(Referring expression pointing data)

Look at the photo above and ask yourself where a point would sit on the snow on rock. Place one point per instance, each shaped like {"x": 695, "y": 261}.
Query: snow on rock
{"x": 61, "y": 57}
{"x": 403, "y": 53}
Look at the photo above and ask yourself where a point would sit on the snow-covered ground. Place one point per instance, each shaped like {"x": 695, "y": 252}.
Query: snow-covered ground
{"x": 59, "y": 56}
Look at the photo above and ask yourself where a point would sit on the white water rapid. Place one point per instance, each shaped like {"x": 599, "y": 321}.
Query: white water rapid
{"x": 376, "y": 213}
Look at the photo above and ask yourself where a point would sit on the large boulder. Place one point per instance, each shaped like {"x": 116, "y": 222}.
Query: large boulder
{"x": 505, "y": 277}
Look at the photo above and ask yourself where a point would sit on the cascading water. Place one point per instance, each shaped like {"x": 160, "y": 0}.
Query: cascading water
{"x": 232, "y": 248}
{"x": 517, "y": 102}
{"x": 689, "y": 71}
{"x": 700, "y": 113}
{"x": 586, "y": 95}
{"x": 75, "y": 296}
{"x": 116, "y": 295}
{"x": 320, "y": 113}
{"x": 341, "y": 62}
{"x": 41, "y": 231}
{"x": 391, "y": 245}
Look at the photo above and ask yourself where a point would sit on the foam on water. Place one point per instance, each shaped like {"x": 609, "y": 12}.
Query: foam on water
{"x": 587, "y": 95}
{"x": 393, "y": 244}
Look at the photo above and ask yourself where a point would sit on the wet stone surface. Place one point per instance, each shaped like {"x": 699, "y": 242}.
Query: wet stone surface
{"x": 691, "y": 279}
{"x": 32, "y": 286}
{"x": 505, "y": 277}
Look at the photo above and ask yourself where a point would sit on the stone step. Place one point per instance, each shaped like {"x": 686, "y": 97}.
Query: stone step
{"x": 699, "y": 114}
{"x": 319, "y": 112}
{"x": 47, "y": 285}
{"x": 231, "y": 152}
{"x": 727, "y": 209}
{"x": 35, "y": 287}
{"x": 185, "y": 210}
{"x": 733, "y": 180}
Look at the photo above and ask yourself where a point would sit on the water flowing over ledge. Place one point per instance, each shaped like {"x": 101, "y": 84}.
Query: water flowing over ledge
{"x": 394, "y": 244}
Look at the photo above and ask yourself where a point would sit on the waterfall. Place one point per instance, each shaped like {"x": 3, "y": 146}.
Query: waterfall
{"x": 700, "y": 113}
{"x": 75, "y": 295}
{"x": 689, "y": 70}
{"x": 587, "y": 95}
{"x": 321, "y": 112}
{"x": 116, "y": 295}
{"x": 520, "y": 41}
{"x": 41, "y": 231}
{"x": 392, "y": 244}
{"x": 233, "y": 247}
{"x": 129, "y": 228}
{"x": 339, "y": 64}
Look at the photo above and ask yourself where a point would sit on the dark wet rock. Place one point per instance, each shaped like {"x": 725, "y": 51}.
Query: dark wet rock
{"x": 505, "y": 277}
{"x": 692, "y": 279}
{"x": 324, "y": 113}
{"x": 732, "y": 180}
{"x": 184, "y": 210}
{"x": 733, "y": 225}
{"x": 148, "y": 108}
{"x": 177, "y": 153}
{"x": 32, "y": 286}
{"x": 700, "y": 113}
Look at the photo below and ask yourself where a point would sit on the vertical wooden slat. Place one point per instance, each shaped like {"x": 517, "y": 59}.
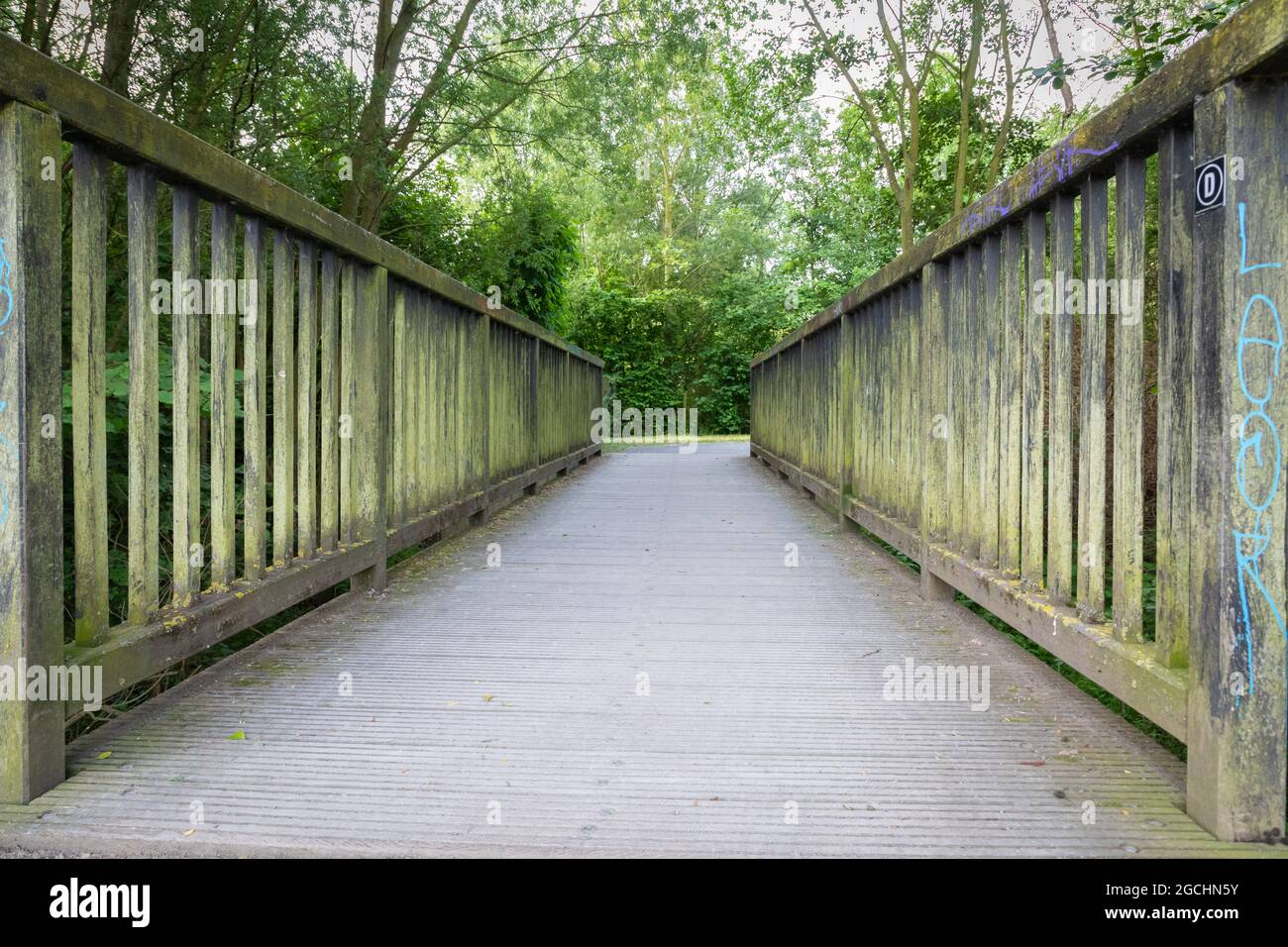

TASK STATEMENT> No pictures belong in the copy. Transcribe every entry exactly.

RESPONSE TO THE EXERCISE>
Look at the photo above and ask yourself where a point would sit on the snow on rock. Place one point per instance, each shaped like {"x": 695, "y": 261}.
Query: snow on rock
{"x": 61, "y": 57}
{"x": 403, "y": 53}
Look at the photo above and ask yourself where a point would sit on the snow-covered ground. Place one point per instance, each shaped like {"x": 695, "y": 252}.
Query: snow-covered ground
{"x": 59, "y": 56}
Look at the photo above and ask yourself where a point would sit on the white water rapid. Place one point per instance, each shaped like {"x": 599, "y": 321}.
Query: white water rapid
{"x": 376, "y": 213}
Look at the photo above and ask yourself where a point would sit on the large boulder. Place one point per instance, each shaped like {"x": 116, "y": 222}.
Query: large boulder
{"x": 505, "y": 277}
Look at the photo above and ask yourself where a point would sit on the cascading water. Place one point per instance, each shaped like {"x": 160, "y": 0}.
Query: cascading water
{"x": 232, "y": 248}
{"x": 517, "y": 102}
{"x": 689, "y": 71}
{"x": 700, "y": 113}
{"x": 586, "y": 95}
{"x": 75, "y": 296}
{"x": 116, "y": 295}
{"x": 320, "y": 113}
{"x": 341, "y": 62}
{"x": 41, "y": 231}
{"x": 391, "y": 245}
Look at the photo above and ask yourself where a point would sit on the foam on water. Place one point per instance, each shaped like {"x": 609, "y": 12}.
Query: foam on water
{"x": 587, "y": 95}
{"x": 393, "y": 244}
Look at the photo above and ask yourself where a point would sit on the wet stone surface. Place one point per instance, each shaped like {"x": 699, "y": 242}.
Query: wet stone surface
{"x": 691, "y": 279}
{"x": 32, "y": 286}
{"x": 505, "y": 277}
Look at the photo above and ask yourself where a point would sit on the stone step. Place one point per instance, each shaped like {"x": 686, "y": 97}.
Query: stone step
{"x": 699, "y": 114}
{"x": 319, "y": 112}
{"x": 47, "y": 285}
{"x": 231, "y": 152}
{"x": 727, "y": 209}
{"x": 35, "y": 287}
{"x": 185, "y": 210}
{"x": 733, "y": 180}
Look at the photo above and ask yourself where a point would sit on the water flowing over ledge. Place one point per instance, each shaped like {"x": 101, "y": 84}.
Query: water flowing over ledge
{"x": 394, "y": 244}
Look at the photo above and ask yourself where a point would sit on the waterfall. Place one point per instance, each shaped like {"x": 3, "y": 146}.
Query: waterfall
{"x": 700, "y": 113}
{"x": 75, "y": 295}
{"x": 689, "y": 70}
{"x": 587, "y": 95}
{"x": 321, "y": 112}
{"x": 116, "y": 295}
{"x": 520, "y": 41}
{"x": 41, "y": 231}
{"x": 392, "y": 244}
{"x": 233, "y": 247}
{"x": 129, "y": 228}
{"x": 339, "y": 64}
Look at the photo above and ask yourself where a point would sit on the dark wet rock. Place one point per instance, each shaped like {"x": 725, "y": 51}.
Query: dark wet rock
{"x": 505, "y": 277}
{"x": 692, "y": 279}
{"x": 324, "y": 113}
{"x": 732, "y": 180}
{"x": 184, "y": 210}
{"x": 733, "y": 225}
{"x": 148, "y": 108}
{"x": 177, "y": 153}
{"x": 32, "y": 286}
{"x": 700, "y": 113}
Look at the photo below and ask yourself where a point would sit on the vertical wooden slat. Place one point per instance, each shaped like {"x": 517, "y": 59}.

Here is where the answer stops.